▶ _Task prompt_: Each entry needs to be reproduced verbatim.

- - - - - - -

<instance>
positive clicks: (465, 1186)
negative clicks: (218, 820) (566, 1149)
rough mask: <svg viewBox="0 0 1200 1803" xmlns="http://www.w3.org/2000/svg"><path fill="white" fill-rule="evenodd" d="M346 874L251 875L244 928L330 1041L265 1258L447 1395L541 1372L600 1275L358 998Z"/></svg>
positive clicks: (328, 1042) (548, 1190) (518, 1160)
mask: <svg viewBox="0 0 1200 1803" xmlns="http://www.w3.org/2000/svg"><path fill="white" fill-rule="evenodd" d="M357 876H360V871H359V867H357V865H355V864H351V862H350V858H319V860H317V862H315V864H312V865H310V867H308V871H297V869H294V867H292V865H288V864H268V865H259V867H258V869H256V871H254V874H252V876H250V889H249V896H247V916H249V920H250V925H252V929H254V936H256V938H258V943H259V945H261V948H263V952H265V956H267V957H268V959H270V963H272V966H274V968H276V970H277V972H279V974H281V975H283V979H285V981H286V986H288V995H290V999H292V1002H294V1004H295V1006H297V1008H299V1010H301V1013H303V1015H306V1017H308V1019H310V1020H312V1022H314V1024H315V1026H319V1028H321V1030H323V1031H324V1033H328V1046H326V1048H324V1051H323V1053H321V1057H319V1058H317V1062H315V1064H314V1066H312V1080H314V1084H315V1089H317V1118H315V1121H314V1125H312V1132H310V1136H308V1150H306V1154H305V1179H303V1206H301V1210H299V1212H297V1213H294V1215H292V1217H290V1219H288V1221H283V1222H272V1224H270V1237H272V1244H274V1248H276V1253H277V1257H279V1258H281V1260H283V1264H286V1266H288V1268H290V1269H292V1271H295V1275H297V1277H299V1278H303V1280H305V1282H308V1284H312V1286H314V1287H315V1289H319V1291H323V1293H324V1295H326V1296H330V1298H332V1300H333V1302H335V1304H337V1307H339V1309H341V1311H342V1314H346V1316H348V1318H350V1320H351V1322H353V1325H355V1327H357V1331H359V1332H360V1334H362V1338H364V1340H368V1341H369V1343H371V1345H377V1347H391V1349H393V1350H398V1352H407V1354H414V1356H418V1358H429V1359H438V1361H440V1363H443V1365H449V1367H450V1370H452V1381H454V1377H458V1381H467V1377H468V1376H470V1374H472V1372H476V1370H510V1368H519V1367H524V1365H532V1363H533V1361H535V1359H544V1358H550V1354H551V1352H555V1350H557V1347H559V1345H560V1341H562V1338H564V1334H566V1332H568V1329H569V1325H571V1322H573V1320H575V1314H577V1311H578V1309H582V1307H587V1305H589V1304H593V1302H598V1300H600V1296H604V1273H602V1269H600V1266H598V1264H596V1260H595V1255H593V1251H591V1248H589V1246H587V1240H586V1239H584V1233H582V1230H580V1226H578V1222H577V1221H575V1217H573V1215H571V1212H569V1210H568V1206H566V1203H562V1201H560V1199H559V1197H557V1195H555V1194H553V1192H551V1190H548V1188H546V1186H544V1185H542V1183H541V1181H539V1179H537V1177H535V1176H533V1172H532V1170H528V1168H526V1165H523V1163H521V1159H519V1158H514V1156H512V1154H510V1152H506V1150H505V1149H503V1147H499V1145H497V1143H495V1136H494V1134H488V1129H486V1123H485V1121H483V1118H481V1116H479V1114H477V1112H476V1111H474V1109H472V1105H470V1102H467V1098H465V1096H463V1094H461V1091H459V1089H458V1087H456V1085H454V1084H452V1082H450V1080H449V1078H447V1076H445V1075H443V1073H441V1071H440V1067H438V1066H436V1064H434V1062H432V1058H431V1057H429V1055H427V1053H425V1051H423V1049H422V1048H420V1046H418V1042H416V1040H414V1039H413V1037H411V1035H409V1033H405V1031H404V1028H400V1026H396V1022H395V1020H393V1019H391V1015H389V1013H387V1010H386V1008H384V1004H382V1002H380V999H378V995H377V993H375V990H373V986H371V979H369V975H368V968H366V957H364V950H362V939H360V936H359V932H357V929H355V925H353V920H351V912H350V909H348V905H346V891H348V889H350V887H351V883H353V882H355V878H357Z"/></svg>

- - - - - - -

▶ _Reply_:
<instance>
positive clicks: (465, 1186)
negative clicks: (218, 820) (566, 1149)
rough mask: <svg viewBox="0 0 1200 1803" xmlns="http://www.w3.org/2000/svg"><path fill="white" fill-rule="evenodd" d="M346 874L251 875L244 928L330 1041L265 1258L447 1395L541 1372L600 1275L358 998Z"/></svg>
positive clicks: (328, 1042) (548, 1190) (518, 1160)
mask: <svg viewBox="0 0 1200 1803" xmlns="http://www.w3.org/2000/svg"><path fill="white" fill-rule="evenodd" d="M357 876H360V871H359V867H357V865H355V864H351V862H350V858H319V860H317V862H315V864H312V865H310V867H308V871H297V869H294V867H292V865H288V864H268V865H259V867H258V869H256V871H254V874H252V876H250V889H249V896H247V916H249V920H250V925H252V929H254V936H256V938H258V943H259V945H261V948H263V952H265V956H267V957H268V959H270V963H272V966H274V968H276V970H277V972H279V974H281V975H283V979H285V981H286V986H288V995H290V999H292V1002H294V1004H295V1006H297V1008H299V1010H301V1013H303V1015H306V1017H308V1019H310V1020H312V1022H314V1024H315V1026H319V1028H321V1030H323V1031H324V1033H328V1046H326V1048H324V1051H323V1053H321V1057H319V1058H317V1062H315V1064H314V1066H312V1080H314V1084H315V1089H317V1118H315V1121H314V1125H312V1132H310V1136H308V1150H306V1154H305V1179H303V1206H301V1210H299V1212H297V1213H294V1215H292V1217H290V1219H288V1221H283V1222H272V1224H270V1237H272V1244H274V1248H276V1253H277V1257H279V1258H281V1260H283V1264H286V1266H288V1268H290V1269H292V1271H295V1275H297V1277H299V1278H303V1280H305V1282H308V1284H312V1286H314V1287H315V1289H319V1291H323V1293H324V1295H326V1296H330V1298H332V1300H333V1302H335V1304H337V1307H339V1309H341V1311H342V1314H346V1316H348V1318H350V1320H351V1322H353V1325H355V1327H357V1331H359V1332H360V1334H362V1338H364V1340H368V1341H369V1343H371V1345H377V1347H391V1349H393V1350H398V1352H407V1354H414V1356H418V1358H429V1359H438V1361H440V1363H443V1365H449V1367H450V1370H452V1381H454V1377H458V1381H467V1377H468V1376H470V1374H472V1372H476V1370H510V1368H519V1367H524V1365H532V1363H533V1361H535V1359H544V1358H550V1354H551V1352H555V1350H557V1347H559V1345H560V1341H562V1338H564V1334H566V1332H568V1329H569V1325H571V1322H573V1320H575V1314H577V1311H578V1309H582V1307H587V1305H589V1304H593V1302H598V1300H600V1296H604V1273H602V1269H600V1266H598V1264H596V1260H595V1255H593V1251H591V1248H589V1246H587V1240H586V1239H584V1233H582V1230H580V1226H578V1222H577V1221H575V1217H573V1215H571V1212H569V1210H568V1206H566V1203H562V1201H560V1199H559V1197H557V1195H555V1194H553V1192H551V1190H548V1188H546V1186H544V1185H542V1183H541V1181H539V1179H537V1177H535V1176H533V1172H532V1170H528V1168H526V1165H523V1163H521V1159H519V1158H514V1156H512V1154H510V1152H506V1150H505V1149H503V1147H499V1145H497V1143H495V1136H494V1134H488V1129H486V1123H485V1121H483V1118H481V1116H479V1114H477V1112H476V1111H474V1109H472V1105H470V1102H467V1098H465V1096H463V1094H461V1091H459V1089H458V1087H456V1085H454V1084H452V1082H450V1080H449V1078H447V1076H445V1075H443V1073H441V1071H440V1067H438V1066H436V1064H434V1062H432V1058H431V1057H429V1055H427V1053H425V1051H423V1049H422V1048H420V1046H418V1042H416V1040H414V1039H413V1037H411V1035H409V1033H405V1031H404V1028H400V1026H396V1022H395V1020H393V1019H391V1015H389V1013H387V1010H386V1008H384V1004H382V1002H380V999H378V995H377V993H375V990H373V986H371V979H369V975H368V968H366V957H364V950H362V939H360V936H359V932H357V929H355V925H353V920H351V912H350V909H348V905H346V891H348V889H350V887H351V883H353V882H355V878H357Z"/></svg>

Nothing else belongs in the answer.